The input:
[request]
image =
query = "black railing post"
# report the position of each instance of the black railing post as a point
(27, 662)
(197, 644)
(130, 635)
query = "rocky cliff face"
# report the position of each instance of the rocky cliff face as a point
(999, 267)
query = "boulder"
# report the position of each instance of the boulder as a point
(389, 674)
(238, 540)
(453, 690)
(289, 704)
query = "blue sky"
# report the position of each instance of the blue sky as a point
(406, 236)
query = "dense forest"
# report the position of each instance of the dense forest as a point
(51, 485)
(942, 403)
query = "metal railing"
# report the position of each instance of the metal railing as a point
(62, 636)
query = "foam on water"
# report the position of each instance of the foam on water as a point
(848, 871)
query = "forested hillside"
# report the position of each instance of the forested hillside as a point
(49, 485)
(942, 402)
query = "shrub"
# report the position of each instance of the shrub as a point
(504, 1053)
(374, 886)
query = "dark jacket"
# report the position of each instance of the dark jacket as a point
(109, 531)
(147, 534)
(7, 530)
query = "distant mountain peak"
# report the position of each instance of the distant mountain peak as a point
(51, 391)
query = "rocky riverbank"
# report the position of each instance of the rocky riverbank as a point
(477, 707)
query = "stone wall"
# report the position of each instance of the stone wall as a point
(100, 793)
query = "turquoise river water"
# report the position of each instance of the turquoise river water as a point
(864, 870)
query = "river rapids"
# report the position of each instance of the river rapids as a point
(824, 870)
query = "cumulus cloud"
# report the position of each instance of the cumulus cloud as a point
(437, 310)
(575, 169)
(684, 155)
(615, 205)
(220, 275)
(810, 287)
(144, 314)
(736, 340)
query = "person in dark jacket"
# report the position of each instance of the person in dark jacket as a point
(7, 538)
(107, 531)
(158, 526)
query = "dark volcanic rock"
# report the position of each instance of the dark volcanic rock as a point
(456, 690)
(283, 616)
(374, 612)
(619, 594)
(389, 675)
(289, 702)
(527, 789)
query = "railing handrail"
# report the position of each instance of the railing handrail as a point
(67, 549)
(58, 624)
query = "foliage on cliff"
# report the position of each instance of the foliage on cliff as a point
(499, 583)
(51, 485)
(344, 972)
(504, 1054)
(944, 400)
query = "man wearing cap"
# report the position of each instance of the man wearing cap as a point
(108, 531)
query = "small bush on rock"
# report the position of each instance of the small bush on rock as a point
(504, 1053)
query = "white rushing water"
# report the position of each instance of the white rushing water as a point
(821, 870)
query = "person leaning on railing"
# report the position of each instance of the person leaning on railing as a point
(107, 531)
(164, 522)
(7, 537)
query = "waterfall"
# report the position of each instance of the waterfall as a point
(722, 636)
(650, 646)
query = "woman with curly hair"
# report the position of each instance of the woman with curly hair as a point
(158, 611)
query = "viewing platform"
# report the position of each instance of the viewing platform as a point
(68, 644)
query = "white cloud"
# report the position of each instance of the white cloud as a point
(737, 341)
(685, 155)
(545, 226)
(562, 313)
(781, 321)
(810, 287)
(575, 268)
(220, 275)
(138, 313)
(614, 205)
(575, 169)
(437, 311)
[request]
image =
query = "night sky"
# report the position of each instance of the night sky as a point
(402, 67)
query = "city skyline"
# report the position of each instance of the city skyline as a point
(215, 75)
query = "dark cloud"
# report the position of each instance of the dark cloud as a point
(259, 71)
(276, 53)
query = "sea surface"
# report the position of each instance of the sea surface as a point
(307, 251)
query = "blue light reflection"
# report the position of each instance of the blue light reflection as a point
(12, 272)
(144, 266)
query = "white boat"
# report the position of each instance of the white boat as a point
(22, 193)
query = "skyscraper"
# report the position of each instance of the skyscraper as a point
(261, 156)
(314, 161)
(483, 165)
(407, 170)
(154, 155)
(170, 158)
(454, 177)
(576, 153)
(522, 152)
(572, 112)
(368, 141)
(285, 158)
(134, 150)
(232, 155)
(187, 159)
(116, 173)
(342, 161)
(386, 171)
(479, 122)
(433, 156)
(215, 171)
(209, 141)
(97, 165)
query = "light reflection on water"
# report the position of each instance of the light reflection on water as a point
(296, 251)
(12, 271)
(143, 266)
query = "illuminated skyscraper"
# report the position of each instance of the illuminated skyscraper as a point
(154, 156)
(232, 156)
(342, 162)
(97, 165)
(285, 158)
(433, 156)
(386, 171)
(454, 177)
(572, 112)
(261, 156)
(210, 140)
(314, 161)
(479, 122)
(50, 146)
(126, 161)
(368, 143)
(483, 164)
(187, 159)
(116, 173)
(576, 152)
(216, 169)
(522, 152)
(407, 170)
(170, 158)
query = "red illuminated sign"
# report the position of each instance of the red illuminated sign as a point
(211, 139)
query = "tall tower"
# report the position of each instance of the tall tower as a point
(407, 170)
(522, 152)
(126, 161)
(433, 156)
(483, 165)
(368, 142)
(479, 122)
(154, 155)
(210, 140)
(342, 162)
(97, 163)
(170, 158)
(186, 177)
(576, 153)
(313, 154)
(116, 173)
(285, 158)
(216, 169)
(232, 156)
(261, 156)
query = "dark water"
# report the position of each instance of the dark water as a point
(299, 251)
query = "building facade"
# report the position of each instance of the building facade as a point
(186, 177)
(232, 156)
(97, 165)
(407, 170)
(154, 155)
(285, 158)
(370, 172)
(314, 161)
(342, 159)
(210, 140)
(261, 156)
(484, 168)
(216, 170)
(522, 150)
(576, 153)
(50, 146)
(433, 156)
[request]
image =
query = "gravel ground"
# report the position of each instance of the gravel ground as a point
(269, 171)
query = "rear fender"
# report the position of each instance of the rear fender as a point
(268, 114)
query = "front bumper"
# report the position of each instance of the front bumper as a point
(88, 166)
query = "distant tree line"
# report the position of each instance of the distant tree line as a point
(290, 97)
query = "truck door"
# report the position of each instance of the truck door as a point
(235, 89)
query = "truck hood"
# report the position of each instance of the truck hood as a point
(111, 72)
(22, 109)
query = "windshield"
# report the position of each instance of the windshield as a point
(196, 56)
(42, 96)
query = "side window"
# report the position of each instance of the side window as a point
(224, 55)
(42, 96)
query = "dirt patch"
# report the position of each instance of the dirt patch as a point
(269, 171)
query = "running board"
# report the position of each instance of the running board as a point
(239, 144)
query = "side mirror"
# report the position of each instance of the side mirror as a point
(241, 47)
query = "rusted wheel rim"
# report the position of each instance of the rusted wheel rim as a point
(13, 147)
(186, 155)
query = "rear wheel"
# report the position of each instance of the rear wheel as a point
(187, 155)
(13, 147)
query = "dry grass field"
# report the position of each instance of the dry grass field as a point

Task directions: Transcribe every entry verbatim.

Answer for the task:
[request]
image =
query = "black railing post"
# report the position of each instance of the black railing post as a point
(27, 662)
(197, 644)
(130, 635)
query = "rocky cliff face"
# report the position of each instance of the rocky cliff face as a point
(999, 267)
query = "boulder"
# report the position of each instance of the boulder as a point
(389, 674)
(238, 540)
(453, 690)
(289, 704)
query = "blue sky"
# report the position of each instance of the blue sky as a point
(406, 236)
query = "dense forest"
# report the position of each instance of the dense forest as a point
(51, 485)
(942, 403)
query = "metal railing"
# report the position of each instance of the metal railing as a point
(62, 636)
query = "foam on water"
# report the position of each instance of the foam on water as a point
(848, 871)
query = "forested hillside"
# report the position of each instance of the forested hillside as a point
(49, 485)
(942, 402)
query = "shrub"
# report the position of each instance of the shrub as a point
(504, 1053)
(374, 886)
query = "dark jacket"
# report the position of each instance of the dark jacket as a point
(109, 531)
(147, 534)
(7, 530)
query = "distant mountain peak"
# report the position of each instance of the distant mountain peak as a point
(51, 391)
query = "rocky riverbank"
# report the position of each instance of the rocky riverbank as a point
(477, 707)
query = "stone wall"
# report the position of each instance of the stone wall as a point
(100, 793)
query = "turquoise river water"
# report the position of each instance of the turquoise river water as a point
(864, 870)
query = "river rapids"
# report the position of each instance of the river rapids as a point
(824, 870)
query = "cumulus cloud"
# report the position of each instance of the cumulus cloud as a point
(437, 310)
(575, 169)
(684, 155)
(615, 205)
(220, 275)
(810, 287)
(144, 314)
(736, 340)
query = "person in dark jacket"
# report the position of each instance of the person in dark jacket as a point
(7, 538)
(107, 531)
(158, 526)
query = "dark volcanic rock"
# report the position of each instance of the dark volcanic rock as a point
(456, 690)
(283, 616)
(374, 612)
(619, 594)
(389, 675)
(289, 702)
(527, 789)
query = "railing handrail"
# report the position of each instance of the railing handrail as a point
(67, 549)
(58, 624)
query = "foliage on cliff"
# report the position of each instance of the foliage on cliff as a point
(499, 583)
(51, 485)
(344, 972)
(504, 1054)
(944, 400)
query = "man wearing cap"
# report the position of each instance of the man wearing cap as a point
(108, 531)
query = "small bush on rock"
# report the position of each instance of the small bush on rock as a point
(504, 1053)
query = "white rushing water"
# report the position of each instance of the white rushing water as a point
(821, 870)
query = "person leaning on railing"
# report the position of each instance of the person leaning on railing as a point
(107, 531)
(164, 522)
(7, 537)
query = "waterfall"
# report the position of each instance of the waterfall as a point
(722, 636)
(650, 646)
query = "woman with curly hair"
# report the position of each instance of the woman with curly hair as a point
(158, 611)
query = "viewing platform"
# report the position of each instance of the viewing platform as a point
(68, 644)
query = "white cloud"
# report the position of each instance of the white cloud as a point
(737, 341)
(685, 155)
(545, 226)
(562, 313)
(781, 321)
(810, 287)
(575, 268)
(220, 275)
(138, 313)
(614, 205)
(575, 169)
(437, 311)
[request]
image =
query = "night sky"
# report the position of each instance of the night sky as a point
(402, 67)
query = "city skyline"
# report the position of each instance of the city skyline as a point
(215, 75)
query = "dark cloud"
# report the position of each instance of the dark cloud as a point
(259, 71)
(276, 53)
query = "sea surface"
# report the position of each instance of the sea surface as a point
(307, 251)
query = "blue light reflection"
# report the position of each instance of the blue light reflection as a point
(12, 272)
(144, 266)
query = "white boat"
# report the position of each instance of the white boat as a point
(22, 193)
query = "skyscraper"
# report the position of each instance of the skyscraper as a point
(261, 156)
(314, 161)
(483, 165)
(407, 170)
(154, 155)
(170, 158)
(454, 177)
(576, 153)
(522, 152)
(572, 112)
(368, 141)
(285, 158)
(134, 150)
(232, 155)
(187, 159)
(116, 173)
(342, 161)
(386, 171)
(479, 122)
(433, 156)
(215, 171)
(209, 141)
(97, 165)
query = "light reflection on water"
# report the position of each instance of the light reflection on water as a point
(296, 251)
(12, 271)
(143, 266)
query = "illuminated skyscraper"
# report the position of each instance of the illuminated skyscraper as a point
(154, 156)
(232, 156)
(342, 162)
(97, 165)
(285, 158)
(433, 156)
(386, 171)
(454, 177)
(572, 112)
(261, 156)
(210, 140)
(314, 161)
(479, 122)
(50, 146)
(126, 161)
(368, 143)
(483, 164)
(187, 159)
(116, 173)
(576, 152)
(216, 169)
(522, 152)
(407, 170)
(170, 158)
query = "red illuminated sign"
# report the position of each instance of the red illuminated sign as a point
(211, 139)
query = "tall tower"
# report the position of each instance of the tall tower as a point
(407, 170)
(522, 152)
(126, 161)
(433, 156)
(483, 165)
(368, 142)
(479, 122)
(154, 155)
(210, 140)
(342, 162)
(97, 163)
(170, 158)
(186, 177)
(576, 153)
(313, 154)
(116, 173)
(285, 158)
(216, 169)
(232, 156)
(261, 156)
query = "dark water"
# report the position of each instance of the dark water as a point
(299, 251)
query = "building facade"
# report the position of each instance of the building facade as a point
(186, 177)
(232, 156)
(97, 165)
(407, 170)
(154, 155)
(285, 158)
(370, 172)
(314, 161)
(342, 159)
(210, 140)
(261, 156)
(484, 168)
(216, 170)
(522, 150)
(576, 153)
(50, 146)
(433, 156)
[request]
image =
query = "gravel ground"
# report the position of each instance of the gravel ground as a point
(269, 171)
query = "rear fender"
# report the position of each instance of the rear fender as a point
(268, 114)
query = "front bumper"
# report the position of each instance of the front bumper as a point
(88, 166)
query = "distant tree line"
# report the position of each instance of the distant tree line as a point
(290, 97)
query = "truck door"
# report the position of each instance of the truck door as a point
(235, 89)
query = "truck hood"
# report the position of each instance of the truck hood as a point
(111, 72)
(22, 109)
query = "windshield"
# report the position of each instance of the windshield as a point
(196, 56)
(42, 96)
query = "side window"
# report the position of each instance of the side window as a point
(224, 55)
(42, 96)
query = "dirt patch"
# report the position of each instance of the dirt patch as a point
(269, 171)
query = "running board"
# report the position of each instance of the running board as a point
(239, 144)
query = "side mirror"
# report the position of each instance of the side mirror as a point
(241, 47)
query = "rusted wheel rim"
# report the position of each instance of the rusted wheel rim as a point
(13, 147)
(186, 155)
query = "rear wheel"
# report the position of each instance of the rear wheel as a point
(187, 155)
(13, 147)
query = "dry grass field"
# report the position of each instance of the dry grass field as a point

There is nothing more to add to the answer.